=== Begin Enclosure ===
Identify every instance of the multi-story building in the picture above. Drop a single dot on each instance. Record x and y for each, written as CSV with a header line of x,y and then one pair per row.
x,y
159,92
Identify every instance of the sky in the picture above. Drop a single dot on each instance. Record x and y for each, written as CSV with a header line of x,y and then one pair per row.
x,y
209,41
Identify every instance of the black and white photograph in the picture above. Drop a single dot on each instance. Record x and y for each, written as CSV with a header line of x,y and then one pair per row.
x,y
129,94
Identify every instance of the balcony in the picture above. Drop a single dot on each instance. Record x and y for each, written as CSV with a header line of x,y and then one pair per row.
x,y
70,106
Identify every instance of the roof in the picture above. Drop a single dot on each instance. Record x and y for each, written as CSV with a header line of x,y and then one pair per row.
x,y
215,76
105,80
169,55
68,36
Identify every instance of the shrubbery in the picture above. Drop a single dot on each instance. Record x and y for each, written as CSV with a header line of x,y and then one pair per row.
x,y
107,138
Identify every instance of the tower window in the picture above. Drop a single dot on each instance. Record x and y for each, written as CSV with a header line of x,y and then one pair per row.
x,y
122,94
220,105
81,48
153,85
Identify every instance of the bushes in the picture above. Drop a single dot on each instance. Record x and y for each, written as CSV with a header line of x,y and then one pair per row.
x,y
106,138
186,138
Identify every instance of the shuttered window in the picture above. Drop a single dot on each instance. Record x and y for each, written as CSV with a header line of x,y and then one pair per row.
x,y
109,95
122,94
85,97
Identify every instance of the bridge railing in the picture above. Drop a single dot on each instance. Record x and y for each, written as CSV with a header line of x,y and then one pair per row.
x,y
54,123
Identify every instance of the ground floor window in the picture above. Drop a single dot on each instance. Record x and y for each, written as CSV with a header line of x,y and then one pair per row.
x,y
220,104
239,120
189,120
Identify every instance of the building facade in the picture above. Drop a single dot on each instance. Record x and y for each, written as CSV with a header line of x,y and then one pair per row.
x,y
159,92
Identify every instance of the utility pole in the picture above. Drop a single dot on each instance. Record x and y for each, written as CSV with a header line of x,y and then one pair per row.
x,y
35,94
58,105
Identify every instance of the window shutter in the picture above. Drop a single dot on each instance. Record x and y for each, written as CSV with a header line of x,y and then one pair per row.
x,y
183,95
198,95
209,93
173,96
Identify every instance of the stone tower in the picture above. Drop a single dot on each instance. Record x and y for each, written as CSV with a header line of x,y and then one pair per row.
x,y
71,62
=== End Enclosure ===
§ **WHAT YOU NEED TO DO**:
Each line in the listing is to be returned exactly.

§ **SOLUTION TO THIS TASK**:
Identify every instance of the multi-story building in the picture above. Drop a single dot on each instance. Record x and y for each, written as CSV with a header line of x,y and then one pair per row.
x,y
159,92
Identify every instance of the sky in the picture above. Drop a single dot on each instance. Record x and y for each, written as CSV with a header line of x,y and then one pair per row.
x,y
209,41
Identify every instance of the black and white photograph in the picture above. Drop a single dot on each instance. Record x and y for each, written as CSV with a header line of x,y and then one pair per row.
x,y
129,94
Identify every instance of the balcony in the picture above. Drop a single dot on each instance. Record x and y for each, written as CSV with a header line of x,y and then one pair per row.
x,y
70,106
Identify every instance of the roof in the picture above. Drop a single dot on each instance. Record x and y for each, written as CSV with a header line of x,y and then one pair per row.
x,y
215,76
105,80
169,55
68,36
Identify every instance of the shrubbery in the picture above. Drop a single dot on each instance. Record x and y for each, written as CSV with a header line of x,y and then one pair per row.
x,y
107,138
Identify every instance of the tower window in the picture above. Drop a single dot on each instance. Record x and y for each, written as CSV with a header line of x,y and then one pair per row.
x,y
122,94
220,105
81,48
153,85
Identify every instance of the bushes in the picture above. Drop a single dot on each instance. Record x and y for each, written as CSV with a header line of x,y and then one pair per row.
x,y
106,138
186,138
Identify every instance of the shuttered window in the picture above. Drop a single dot on each instance. Record x and y for each, written as CSV with a header line of x,y and then one pair per row.
x,y
109,95
122,94
85,97
Identify every instance of the bridge railing in the picture above. Drop a single dot on each instance. Record x and y for each, written as CSV with a header line of x,y and then one pair per row.
x,y
54,123
Identify every instance of the ground floor window in the picture above. Drop a single dot on each instance. Record x and y for each, written as CSV with a header line of x,y and then one pair per row.
x,y
220,104
239,120
189,120
Identify every instance of the building facade in the picture above. Drop a single dot on each instance. Record x and y for each, written as CSV with a header line of x,y and then one pair per row.
x,y
159,92
Identify every instance of the utility pole in the picture above. Drop a single dot on each instance. Record x and y for each, written as CSV with a header line of x,y and then one pair per row.
x,y
35,94
58,105
Identify every instance of the window shutter in the picture above. Drop a single dot on each instance. Record x and y for each, written as CSV with a header line of x,y and then one pair per row.
x,y
183,95
198,95
209,93
173,96
Identify every instance of the stone tower in the picture above. Drop a single dot on each instance. Record x and y for each, written as CSV with a header line of x,y and then one pair per row.
x,y
71,62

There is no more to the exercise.